_SUPPLIED PASSAGE_
-------

In addition to my thesis work, I collaborated with colleagues on a number of additional research directions, including data center network resource allocation, file system crash consistency, and a network stack for taking full advantage of modern NICs.
Network resource allocation with reconfigurable switches
Reconfigurability is not only interesting for end host processing; it is also useful inside the data center network core. Traditional data center switches implement protocol processing using fixed hardware functions. This limits innovation; switch vendors can take years to adopt new protocols before data center operators can evaluate and deploy them. Recent reconfigurable network switches finally make it feasible to short-circuit that delay. Software can configure switches to parse and process custom packet headers using reconfigurable match-action tables in order to exercise control over how packets are processed and routed.

-------

_SET TASK 1_
Answer these questions from the research summary:
(a) Besides network resource allocation, which two research directions does the opening sentence name?
(b) How do traditional data center switches implement protocol processing?
(c) What mechanism lets software configure switches to parse and process custom packet headers?
_SET TASK 2_
Continue the research summary on reconfigurable switches, beginning after its final sentence.
The entries play no role in this work.

Excerpts from segmentation records:
-------

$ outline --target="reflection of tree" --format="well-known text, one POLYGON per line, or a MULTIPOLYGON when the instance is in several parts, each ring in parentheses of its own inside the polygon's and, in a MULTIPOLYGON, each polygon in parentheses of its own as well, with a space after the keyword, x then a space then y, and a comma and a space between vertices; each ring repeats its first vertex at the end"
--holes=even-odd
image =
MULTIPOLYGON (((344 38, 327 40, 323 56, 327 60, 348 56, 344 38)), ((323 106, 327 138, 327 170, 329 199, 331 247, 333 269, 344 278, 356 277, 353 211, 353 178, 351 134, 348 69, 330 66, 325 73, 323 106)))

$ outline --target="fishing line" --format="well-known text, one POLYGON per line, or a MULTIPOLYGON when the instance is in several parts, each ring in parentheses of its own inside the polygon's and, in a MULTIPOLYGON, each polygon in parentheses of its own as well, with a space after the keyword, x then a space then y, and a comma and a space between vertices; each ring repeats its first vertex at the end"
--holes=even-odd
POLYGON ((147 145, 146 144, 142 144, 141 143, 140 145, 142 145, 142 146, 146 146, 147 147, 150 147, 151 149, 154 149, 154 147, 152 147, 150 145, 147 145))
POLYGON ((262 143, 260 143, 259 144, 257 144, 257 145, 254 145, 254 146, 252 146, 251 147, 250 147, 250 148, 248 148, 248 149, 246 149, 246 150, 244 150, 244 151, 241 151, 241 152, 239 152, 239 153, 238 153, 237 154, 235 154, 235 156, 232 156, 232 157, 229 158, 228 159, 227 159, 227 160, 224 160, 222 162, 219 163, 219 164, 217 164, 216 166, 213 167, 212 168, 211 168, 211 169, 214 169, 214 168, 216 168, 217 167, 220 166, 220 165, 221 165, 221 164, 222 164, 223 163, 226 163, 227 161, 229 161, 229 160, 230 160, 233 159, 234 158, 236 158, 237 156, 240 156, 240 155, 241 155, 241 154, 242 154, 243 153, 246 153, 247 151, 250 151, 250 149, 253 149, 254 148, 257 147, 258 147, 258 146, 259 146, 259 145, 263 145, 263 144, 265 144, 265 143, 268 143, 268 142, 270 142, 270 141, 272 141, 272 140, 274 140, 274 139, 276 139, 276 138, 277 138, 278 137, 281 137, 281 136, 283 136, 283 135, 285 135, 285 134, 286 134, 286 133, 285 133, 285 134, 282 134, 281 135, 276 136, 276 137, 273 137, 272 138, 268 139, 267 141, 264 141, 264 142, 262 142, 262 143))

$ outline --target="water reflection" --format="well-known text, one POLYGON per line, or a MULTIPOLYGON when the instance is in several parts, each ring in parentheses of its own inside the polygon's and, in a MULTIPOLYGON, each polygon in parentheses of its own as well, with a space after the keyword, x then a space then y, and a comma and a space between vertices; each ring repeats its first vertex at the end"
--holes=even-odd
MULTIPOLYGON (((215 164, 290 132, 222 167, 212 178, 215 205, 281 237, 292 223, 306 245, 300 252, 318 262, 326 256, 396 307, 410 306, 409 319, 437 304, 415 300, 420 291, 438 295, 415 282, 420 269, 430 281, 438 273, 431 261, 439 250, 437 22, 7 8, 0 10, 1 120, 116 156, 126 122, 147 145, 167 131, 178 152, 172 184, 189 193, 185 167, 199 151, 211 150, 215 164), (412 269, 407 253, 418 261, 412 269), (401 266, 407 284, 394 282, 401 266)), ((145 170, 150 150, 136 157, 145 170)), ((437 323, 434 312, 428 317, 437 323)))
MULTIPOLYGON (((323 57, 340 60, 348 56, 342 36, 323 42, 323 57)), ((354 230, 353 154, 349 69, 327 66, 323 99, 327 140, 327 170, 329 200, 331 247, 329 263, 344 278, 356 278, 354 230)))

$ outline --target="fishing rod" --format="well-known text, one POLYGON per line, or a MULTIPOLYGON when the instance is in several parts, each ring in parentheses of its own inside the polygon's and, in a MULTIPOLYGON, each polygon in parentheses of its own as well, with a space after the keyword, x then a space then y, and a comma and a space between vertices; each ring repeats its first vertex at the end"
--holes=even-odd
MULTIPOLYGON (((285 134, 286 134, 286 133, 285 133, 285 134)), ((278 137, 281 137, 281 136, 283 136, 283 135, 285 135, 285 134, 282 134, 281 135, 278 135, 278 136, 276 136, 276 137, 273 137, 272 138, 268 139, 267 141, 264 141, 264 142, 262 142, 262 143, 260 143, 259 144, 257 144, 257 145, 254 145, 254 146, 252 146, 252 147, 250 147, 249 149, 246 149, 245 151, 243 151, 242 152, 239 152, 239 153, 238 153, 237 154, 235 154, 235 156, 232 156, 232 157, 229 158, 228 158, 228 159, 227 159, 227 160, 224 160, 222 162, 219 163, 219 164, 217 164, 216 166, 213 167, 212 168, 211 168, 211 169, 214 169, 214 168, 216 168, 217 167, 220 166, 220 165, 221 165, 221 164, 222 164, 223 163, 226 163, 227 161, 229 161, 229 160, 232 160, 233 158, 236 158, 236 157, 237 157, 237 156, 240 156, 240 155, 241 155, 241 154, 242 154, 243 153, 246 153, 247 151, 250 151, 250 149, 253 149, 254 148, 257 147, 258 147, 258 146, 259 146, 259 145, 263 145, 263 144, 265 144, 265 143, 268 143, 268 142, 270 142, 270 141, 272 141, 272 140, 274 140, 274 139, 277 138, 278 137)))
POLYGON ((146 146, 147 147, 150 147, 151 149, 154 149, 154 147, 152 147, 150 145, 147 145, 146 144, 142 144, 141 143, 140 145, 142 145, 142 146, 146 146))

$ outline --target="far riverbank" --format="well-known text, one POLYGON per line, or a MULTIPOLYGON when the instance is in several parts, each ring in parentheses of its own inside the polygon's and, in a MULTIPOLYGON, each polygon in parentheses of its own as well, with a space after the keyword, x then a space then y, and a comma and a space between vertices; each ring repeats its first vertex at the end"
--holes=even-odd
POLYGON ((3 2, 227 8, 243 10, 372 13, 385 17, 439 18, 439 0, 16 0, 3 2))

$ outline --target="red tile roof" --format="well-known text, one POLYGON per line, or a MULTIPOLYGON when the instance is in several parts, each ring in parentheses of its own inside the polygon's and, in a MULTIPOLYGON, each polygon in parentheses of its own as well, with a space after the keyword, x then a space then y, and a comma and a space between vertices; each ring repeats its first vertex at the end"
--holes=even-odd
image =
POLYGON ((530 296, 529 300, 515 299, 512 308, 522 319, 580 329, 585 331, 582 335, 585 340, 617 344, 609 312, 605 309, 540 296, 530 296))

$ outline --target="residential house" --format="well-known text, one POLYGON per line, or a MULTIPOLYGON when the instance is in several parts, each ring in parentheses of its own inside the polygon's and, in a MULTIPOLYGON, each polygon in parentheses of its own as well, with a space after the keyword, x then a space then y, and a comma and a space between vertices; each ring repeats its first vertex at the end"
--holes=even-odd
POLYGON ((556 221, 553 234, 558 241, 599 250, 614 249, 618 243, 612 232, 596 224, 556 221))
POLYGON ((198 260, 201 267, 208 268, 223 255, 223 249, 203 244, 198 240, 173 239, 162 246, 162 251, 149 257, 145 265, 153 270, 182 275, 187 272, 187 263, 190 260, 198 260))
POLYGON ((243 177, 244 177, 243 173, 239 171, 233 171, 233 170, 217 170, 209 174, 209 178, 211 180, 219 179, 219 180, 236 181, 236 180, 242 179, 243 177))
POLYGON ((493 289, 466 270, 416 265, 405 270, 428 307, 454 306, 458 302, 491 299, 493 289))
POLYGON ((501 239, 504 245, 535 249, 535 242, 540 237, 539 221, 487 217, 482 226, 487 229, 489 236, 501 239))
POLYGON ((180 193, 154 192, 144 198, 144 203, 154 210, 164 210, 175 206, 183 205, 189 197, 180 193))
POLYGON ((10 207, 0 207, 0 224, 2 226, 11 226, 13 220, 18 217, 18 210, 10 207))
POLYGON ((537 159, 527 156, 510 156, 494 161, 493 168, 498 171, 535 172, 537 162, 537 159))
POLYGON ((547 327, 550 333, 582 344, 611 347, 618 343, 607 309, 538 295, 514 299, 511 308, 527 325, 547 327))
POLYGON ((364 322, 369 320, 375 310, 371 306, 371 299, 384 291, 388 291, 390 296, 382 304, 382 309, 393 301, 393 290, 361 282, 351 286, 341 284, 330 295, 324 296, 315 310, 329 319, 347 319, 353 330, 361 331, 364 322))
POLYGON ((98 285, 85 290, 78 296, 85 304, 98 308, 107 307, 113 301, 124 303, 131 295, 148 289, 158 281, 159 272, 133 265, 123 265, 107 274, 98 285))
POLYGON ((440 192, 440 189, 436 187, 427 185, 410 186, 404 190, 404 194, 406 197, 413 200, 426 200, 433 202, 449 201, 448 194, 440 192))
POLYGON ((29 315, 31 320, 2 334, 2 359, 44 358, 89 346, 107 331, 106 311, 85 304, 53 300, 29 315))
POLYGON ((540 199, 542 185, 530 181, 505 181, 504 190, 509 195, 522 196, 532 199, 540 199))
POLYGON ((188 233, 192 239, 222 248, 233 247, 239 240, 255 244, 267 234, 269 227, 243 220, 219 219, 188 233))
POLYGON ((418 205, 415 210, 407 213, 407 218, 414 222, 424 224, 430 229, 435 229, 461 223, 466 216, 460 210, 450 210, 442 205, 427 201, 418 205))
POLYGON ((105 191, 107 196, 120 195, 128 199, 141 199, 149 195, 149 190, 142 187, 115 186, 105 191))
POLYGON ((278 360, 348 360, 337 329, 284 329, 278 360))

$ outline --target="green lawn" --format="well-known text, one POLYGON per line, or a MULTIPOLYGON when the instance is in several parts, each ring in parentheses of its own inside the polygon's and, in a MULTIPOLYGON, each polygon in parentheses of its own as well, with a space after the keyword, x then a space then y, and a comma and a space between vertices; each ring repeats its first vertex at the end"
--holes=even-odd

-------

_WRITTEN ANSWER 1_
(a) File system crash consistency, and a network stack for taking full advantage of modern NICs.
(b) They use fixed hardware functions.
(c) Reconfigurable match-action tables.

_WRITTEN ANSWER 2_
However, flexible switches have limited state, support limited types of operations, and limit per-packet computation in order to be able to operate at line rate. This poses a challenge for implementing existing protocols, which target general hardware or software implementations and assume access to complex computation and data structures. Our work provides a set of general building blocks that mask these limitations using a set of novel approximation techniques. We use these building blocks to tackle the network resource allocation problem within data centers. We show that flexible switches can implement approximate variants of a number of congestion control and load balancing protocols. We show these approximations are both accurate and do not exceed the hardware resource limits of commercially available switches. In particular, we implement RCP on a production switch and show that, as expected, it is significantly faster and has lower-variance flow completion times compared to TCP.
File system crash consistency
Applications depend on persistent storage to recover state after system crashes. However, and perhaps surprisingly, the POSIX file system interface does not define the possible outcomes of a crash; crashes are rare and the wide range of behaviors in existing systems complicates standardization. As a result, it is difficult for application writers to correctly understand the ordering of and dependencies between file system operations, which can lead to corrupt application state and, in the worst case, catastrophic data loss.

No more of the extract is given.